Thanks Neuro. There are several of us birders in CR who use the 5DSR because of its spectacular resolution and really rather good AF. We tend to time our shots rather than spray and pray. It has 5 fps for a second or two without problems.


----------



## AlanF (Sep 10, 2019)

scyrene said:


> As a general point, I'd be surprised if a high resolution body comes with a fast fps downsampled/cropped mode, even though I'd like it myself - why would they give us effectively two bodies in one? If they can sell a fast action body *and* a slower high res one, why would they do themselves out of a sale by making the latter ape the former? Just a thought. (I know some other companies do this(?) but it doesn't make business sense in Canon's lineup as far as I can see).


Sony does that with A7RIV. It's silly for a manufacturer to ignore the innovations of others. Sony certainly knocks off everything it can from Canon - its 100-400mm even has the same little window at the bottom of the hood for rotating filters. A $3000+ body with APS-C capabilities is not going to displace $1000+ APS-Cs to my naive thinking.


----------



## koenkooi (Sep 10, 2019)

AlanF said:


> Sony does that with A7RIV. It's silly for a manufacturer to ignore the innovations of others. Sony certainly knocks off everything it can from Canon - its 100-400mm even has the same little window at the bottom of the hood for rotating filters. A $3000+ body with APS-C capabilities is not going to displace $1000+ APS-Cs to my naive thinking.
####
§ **Instructions**
A) Copy the forum thread word for word, starting at "## AlanF (Sep" and ending at "I can see).".
B) Answer these questions from the forum thread:
(i) How many frames per second does the 5DSR shoot for a second or two?
(ii) Which Sony body does AlanF name?
(iii) What does Sony's 100-400mm have at the bottom of its hood?
The records are separate from the forum thread.

§ **Extracted entries**
####
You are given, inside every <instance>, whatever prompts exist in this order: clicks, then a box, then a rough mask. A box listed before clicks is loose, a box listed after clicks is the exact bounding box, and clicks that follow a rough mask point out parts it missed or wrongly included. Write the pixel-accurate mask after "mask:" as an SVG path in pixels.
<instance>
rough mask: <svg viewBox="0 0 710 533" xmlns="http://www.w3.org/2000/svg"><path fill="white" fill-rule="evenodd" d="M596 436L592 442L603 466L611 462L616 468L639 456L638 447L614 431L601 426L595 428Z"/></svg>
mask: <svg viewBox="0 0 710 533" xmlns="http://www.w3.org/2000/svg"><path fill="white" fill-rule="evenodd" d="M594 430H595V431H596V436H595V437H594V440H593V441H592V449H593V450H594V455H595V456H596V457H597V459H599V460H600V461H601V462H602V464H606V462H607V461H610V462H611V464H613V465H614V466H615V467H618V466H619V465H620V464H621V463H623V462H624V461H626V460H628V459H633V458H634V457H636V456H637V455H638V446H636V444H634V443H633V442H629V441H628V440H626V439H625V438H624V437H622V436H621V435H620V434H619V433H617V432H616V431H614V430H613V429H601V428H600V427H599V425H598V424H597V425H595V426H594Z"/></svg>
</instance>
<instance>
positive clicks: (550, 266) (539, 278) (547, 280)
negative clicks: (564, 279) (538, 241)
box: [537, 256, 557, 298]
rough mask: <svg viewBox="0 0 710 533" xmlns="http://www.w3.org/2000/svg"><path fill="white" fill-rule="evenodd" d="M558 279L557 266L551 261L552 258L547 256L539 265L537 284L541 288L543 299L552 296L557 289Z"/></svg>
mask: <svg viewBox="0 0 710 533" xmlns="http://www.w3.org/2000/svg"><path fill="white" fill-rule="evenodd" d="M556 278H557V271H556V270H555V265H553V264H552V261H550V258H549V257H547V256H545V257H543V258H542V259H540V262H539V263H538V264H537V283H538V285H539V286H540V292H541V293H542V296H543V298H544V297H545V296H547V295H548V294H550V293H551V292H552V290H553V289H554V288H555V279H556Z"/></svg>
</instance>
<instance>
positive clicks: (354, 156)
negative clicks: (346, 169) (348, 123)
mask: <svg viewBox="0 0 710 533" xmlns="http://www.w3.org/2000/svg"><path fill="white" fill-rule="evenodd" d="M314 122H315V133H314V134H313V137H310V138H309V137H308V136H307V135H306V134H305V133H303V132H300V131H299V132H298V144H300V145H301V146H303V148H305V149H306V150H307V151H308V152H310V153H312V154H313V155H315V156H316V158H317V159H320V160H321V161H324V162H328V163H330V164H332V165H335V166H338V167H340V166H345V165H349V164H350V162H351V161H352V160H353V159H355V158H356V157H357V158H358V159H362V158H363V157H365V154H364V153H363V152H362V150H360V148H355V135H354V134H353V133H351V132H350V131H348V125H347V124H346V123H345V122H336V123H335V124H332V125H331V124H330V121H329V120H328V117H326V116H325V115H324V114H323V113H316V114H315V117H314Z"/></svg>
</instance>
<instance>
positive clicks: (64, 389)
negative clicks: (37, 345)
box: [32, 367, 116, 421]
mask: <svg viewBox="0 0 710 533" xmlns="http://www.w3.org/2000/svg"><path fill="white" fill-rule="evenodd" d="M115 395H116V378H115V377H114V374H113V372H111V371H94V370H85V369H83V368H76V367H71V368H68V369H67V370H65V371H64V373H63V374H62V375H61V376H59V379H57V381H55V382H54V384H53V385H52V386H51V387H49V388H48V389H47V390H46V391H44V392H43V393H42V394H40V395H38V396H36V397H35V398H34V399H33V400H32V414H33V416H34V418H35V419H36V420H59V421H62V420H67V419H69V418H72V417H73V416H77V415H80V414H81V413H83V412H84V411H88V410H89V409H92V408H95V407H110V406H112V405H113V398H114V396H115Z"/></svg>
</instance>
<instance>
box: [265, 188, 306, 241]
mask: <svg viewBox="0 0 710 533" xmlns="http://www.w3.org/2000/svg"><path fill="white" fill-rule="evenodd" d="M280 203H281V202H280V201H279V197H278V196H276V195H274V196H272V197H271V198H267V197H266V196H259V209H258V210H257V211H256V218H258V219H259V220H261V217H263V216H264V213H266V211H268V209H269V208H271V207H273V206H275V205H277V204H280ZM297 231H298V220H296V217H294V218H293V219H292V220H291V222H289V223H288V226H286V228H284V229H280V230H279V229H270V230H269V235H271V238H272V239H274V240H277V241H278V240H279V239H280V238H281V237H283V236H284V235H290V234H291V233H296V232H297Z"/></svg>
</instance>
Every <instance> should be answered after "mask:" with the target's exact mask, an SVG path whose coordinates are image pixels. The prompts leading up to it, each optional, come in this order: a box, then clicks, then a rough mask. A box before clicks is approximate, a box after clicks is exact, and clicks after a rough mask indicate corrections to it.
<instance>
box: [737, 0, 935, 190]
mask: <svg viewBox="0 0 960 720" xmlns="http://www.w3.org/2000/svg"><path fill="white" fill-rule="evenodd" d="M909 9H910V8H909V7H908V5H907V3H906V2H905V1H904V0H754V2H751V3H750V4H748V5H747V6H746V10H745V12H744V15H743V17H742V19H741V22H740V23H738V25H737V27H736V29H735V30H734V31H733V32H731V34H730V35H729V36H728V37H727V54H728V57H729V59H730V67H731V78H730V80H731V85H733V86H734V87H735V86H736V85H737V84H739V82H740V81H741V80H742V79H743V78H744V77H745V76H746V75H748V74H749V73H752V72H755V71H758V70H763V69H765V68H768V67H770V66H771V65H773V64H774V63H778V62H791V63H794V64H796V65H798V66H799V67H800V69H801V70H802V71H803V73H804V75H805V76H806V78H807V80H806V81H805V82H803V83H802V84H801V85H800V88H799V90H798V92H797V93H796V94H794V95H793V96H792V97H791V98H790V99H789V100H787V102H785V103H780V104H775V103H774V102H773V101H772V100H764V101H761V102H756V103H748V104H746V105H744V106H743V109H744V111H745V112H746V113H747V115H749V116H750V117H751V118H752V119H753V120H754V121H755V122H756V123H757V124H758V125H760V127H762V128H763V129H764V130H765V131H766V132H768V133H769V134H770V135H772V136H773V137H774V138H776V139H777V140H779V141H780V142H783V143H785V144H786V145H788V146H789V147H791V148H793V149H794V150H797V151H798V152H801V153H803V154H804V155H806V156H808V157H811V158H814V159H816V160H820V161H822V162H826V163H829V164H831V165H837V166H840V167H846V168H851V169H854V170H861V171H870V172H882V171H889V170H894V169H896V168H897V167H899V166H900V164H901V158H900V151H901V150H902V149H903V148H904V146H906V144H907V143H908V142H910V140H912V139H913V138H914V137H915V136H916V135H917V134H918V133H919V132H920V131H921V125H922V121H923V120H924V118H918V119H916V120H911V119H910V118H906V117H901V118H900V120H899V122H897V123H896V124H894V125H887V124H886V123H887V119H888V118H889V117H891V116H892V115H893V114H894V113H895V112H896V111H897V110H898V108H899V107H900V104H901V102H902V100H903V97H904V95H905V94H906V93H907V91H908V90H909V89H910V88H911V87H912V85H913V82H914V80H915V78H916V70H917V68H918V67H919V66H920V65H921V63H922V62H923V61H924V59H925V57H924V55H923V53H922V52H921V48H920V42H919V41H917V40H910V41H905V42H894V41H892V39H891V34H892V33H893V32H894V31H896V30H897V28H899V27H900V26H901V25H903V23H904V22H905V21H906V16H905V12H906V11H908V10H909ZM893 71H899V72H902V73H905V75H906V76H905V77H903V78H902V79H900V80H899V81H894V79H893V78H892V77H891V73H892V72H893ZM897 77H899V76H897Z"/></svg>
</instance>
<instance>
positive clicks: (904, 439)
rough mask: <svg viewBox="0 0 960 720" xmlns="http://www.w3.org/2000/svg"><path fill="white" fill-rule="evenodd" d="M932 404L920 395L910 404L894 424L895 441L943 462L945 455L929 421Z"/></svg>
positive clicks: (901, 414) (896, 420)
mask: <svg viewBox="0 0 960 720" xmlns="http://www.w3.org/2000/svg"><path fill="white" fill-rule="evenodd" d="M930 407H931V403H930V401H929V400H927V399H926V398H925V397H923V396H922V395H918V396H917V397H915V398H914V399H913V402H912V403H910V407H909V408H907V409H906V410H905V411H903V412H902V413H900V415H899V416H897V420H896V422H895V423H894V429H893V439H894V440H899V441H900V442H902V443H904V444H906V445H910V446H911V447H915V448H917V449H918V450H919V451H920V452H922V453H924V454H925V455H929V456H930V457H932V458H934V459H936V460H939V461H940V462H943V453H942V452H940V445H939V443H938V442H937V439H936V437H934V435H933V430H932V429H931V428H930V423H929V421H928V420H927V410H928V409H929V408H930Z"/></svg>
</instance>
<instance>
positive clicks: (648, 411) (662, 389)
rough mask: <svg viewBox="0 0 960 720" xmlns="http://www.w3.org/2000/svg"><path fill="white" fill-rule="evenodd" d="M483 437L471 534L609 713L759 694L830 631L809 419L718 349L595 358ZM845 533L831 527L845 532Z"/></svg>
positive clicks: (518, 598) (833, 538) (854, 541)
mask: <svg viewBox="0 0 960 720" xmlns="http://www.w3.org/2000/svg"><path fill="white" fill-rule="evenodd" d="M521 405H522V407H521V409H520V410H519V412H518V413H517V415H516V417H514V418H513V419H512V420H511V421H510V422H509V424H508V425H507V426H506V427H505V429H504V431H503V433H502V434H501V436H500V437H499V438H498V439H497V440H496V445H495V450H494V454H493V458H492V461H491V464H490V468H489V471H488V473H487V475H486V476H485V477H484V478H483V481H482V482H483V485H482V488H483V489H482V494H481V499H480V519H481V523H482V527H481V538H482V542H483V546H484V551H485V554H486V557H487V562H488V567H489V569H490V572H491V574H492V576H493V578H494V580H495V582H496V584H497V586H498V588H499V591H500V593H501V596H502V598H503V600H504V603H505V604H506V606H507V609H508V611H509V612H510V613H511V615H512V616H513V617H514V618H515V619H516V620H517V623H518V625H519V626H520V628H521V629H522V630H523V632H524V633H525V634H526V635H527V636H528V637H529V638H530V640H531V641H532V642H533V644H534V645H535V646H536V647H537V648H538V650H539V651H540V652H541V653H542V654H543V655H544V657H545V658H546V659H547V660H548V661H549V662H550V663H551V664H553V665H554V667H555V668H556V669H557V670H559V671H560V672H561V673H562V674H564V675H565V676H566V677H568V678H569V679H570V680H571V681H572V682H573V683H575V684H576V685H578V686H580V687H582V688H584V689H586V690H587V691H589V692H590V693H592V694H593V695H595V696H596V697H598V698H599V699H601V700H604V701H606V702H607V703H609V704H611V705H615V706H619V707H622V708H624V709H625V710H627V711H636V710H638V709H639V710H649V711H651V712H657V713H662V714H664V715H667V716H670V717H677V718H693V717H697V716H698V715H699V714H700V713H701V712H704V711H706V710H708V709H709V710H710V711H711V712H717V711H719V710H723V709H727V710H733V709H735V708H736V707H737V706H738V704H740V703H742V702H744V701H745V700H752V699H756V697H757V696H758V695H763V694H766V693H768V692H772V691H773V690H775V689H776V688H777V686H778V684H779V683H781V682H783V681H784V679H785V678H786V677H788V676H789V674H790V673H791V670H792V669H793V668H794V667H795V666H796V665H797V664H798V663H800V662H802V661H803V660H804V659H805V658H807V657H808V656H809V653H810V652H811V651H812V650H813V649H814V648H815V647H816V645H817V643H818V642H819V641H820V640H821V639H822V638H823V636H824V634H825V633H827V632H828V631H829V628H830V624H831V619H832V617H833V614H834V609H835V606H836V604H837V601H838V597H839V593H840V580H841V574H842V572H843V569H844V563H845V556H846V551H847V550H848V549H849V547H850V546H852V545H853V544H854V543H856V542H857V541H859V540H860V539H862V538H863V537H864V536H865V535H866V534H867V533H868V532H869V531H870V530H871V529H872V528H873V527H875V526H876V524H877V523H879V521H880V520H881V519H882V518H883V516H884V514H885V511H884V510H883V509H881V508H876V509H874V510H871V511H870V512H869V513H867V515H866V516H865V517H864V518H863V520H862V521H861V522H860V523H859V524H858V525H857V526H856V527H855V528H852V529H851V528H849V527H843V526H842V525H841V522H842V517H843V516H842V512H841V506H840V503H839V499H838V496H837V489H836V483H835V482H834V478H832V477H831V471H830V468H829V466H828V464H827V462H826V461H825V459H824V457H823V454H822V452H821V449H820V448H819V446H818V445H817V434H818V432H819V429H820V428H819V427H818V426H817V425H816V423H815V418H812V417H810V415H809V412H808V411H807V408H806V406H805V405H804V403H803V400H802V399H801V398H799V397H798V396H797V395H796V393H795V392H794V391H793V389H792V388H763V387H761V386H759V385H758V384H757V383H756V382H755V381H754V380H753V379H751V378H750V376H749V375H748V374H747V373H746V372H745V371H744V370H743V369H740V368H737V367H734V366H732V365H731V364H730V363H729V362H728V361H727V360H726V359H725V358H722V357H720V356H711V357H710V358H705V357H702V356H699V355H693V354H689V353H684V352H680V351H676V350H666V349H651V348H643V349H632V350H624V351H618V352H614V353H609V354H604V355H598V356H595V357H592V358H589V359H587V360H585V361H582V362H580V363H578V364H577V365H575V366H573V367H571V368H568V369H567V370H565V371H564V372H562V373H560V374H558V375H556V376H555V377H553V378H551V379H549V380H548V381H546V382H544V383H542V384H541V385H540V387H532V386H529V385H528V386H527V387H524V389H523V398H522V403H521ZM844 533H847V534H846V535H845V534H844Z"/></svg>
####
§ **Your responses**
A)
## AlanF (Sep 10, 2019)

scyrene said:


> As a general point, I'd be surprised if a high resolution body comes with a fast fps downsampled/cropped mode, even though I'd like it myself - why would they give us effectively two bodies in one? If they can sell a fast action body *and* a slower high res one, why would they do themselves out of a sale by making the latter ape the former? Just a thought. (I know some other companies do this(?) but it doesn't make business sense in Canon's lineup as far as I can see).

B)
(i) 5 fps.
(ii) The A7RIV.
(iii) A little window for rotating filters.